◆ **DOCUMENT EXCERPT**:
★ ★ ★ ★
• WL100/30: Notebook, 7 April 1960

Lutosławski on Cage


The bottom of this pot, from which we all draw, is already visible.  The zealous ones (Cage) have already scraped it.  As for me – I’m not particularly hurrying towards that moment, to which our history of music is unavoidably heading, i.e. the absence of all music.

W tym garnku, z którego wszyscy czerpiemy, już widać dno.  Co gorliwsi (Cage) już się do niego doskrobali. Co do mnie – nie śpieszę się tak do tej chwili, do której zmierza nieuchronnie nasza historia muzyki, tj. do braku wszelkiej muzyki.

Witold Lutosławski, 7 April 1960 [my translation]

This reaction to Cage, and what he stood for, was indicative of Lutosławski’s essentially traditional frame of mind, even when he was trying to break free of the past in early 1960.  What is strange about this comment is that only three weeks earlier Cage had had a liberating effect on Lutosławski’s music.  It has been known for a long time that Lutosławski heard a performance of Cage’s Piano Concert (1958) on the radio in 1960.  This chance hearing was a bolt from the blue for Lutosławski’s subsequent development, but commentators have never pinpointed the date.

Unknown-1
The broadcast details are contained in Danuta Gwizdalanka’s commentary on the Lutosławski Guide to Warsaw app (Routes>Warsovian>Saskia [sic] Kępa, Zwycięzców 39>’From (controlled) accident to accident’):

This event took place on 16 March 1960 at 10.10 p.m., when Polish Radio 3 broadcast a programme featuring the music of John Cage as part of the series Music Horizons.

 
Here is but one of a number of Lutosławski’s more positive public responses to Cage’s liberating significance:

[…] I heard on the radio a short fragment of John Cage’s second Piano Concerto [i.e., Concert for Piano and Orchestra].  The use of the element of chance opened for me a way to use a lot of musical ideas, that were kept ‘in stock’ in my imagination without any way to use them.  It was not a direct influence of Cage’s music, but the impulse, which enabled me to use my own possibilities.  So I wrote to him that he was a spark thrown on a barrel of gunpowder inside me.
★ ★ ★ ★
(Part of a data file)
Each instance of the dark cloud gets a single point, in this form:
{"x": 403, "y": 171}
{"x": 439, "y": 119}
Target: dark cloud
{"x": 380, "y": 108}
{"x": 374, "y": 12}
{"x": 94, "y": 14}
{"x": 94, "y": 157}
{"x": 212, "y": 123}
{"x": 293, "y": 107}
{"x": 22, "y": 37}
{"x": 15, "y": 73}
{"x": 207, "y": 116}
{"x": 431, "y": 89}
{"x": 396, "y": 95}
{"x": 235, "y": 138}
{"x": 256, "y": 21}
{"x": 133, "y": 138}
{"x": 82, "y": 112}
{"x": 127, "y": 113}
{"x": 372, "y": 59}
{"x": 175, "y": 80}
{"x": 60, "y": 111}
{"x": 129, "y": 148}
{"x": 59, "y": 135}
★ ★ ★ ★
Please repeat the passage on Lutosławski and Cage starting with "Here is but" and going on through "gunpowder inside me.", swapping "gunpowder" for "dynamite".

Here is but one of a number of Lutosławski’s more positive public responses to Cage’s liberating significance:

[…] I heard on the radio a short fragment of John Cage’s second Piano Concerto [i.e., Concert for Piano and Orchestra].  The use of the element of chance opened for me a way to use a lot of musical ideas, that were kept ‘in stock’ in my imagination without any way to use them.  It was not a direct influence of Cage’s music, but the impulse, which enabled me to use my own possibilities.  So I wrote to him that he was a spark thrown on a barrel of dynamite inside me.